**OBJECTIVE A**
Count the lines in the rows below that contain the word "barge", and reply with the number alone.
□ □ □ □ □ □ □
THE CHARGE SHEET OF COMMISSIONER CALAMITY
Only four months have passed since Dame Cressida Dick was granted a two-year extension to her contract.
Her determination to carry on had received strong backing from London's Labour Mayor Sadiq Khan and Lord (Ian) Blair, the former Commissioner and serial bungler who resigned from his post after disagreements with then London Mayor Boris Johnson in 2008.
But many people questioned the extension because of the number of blunders and scandals that have increasingly marked Dick's career at the top.
There were calls for her head in 2005, when she was 'Gold Commander' in charge of the disastrous Met operation in which innocent electrician Jean Charles de Menezes was shot dead on a Tube train after he was mistaken for a terrorist.
Only four months have passed since Dame Cressida Dick was granted a two-year extension to her contract
More recently, as Commissioner, she has been caught up in a string of controversies including her force's woeful security operation at the Euro 2020 final, and allegations of a 'cover-up culture' at Scotland Yard.
□ □ □ □ □ □ □
**OBJECTIVE B**
Rewrite the article above from "Her determination to" up to and including "Johnson in 2008.", changing "Mayor" to "Governor" wherever it appears.

**DATASET**
□ □ □ □ □ □ □
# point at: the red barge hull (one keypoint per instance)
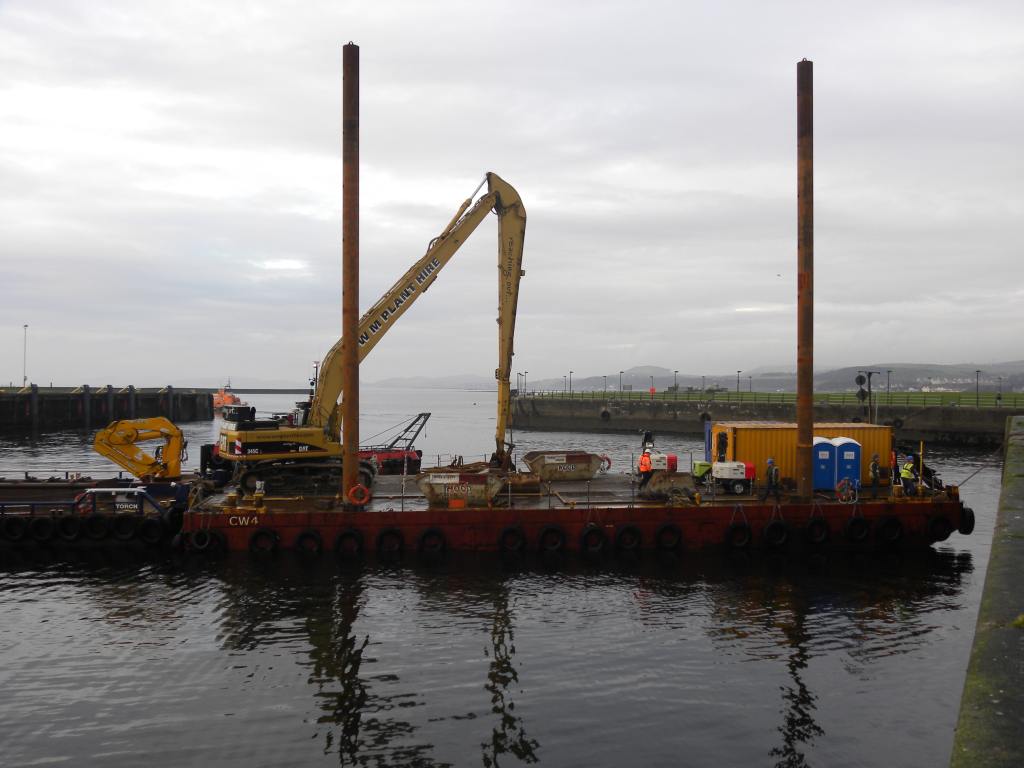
□ □ □ □ □ □ □
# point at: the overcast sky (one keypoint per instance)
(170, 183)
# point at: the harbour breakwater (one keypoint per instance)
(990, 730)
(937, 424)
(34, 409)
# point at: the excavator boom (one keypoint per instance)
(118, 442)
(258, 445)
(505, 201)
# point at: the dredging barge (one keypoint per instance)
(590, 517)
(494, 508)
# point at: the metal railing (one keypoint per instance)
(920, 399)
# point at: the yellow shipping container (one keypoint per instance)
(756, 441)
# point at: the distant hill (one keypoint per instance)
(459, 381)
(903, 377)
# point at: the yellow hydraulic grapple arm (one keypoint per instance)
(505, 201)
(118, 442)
□ □ □ □ □ □ □
**WORKED ANSWER A**
2

**WORKED ANSWER B**
Her determination to carry on had received strong backing from London's Labour Governor Sadiq Khan and Lord (Ian) Blair, the former Commissioner and serial bungler who resigned from his post after disagreements with then London Governor Boris Johnson in 2008.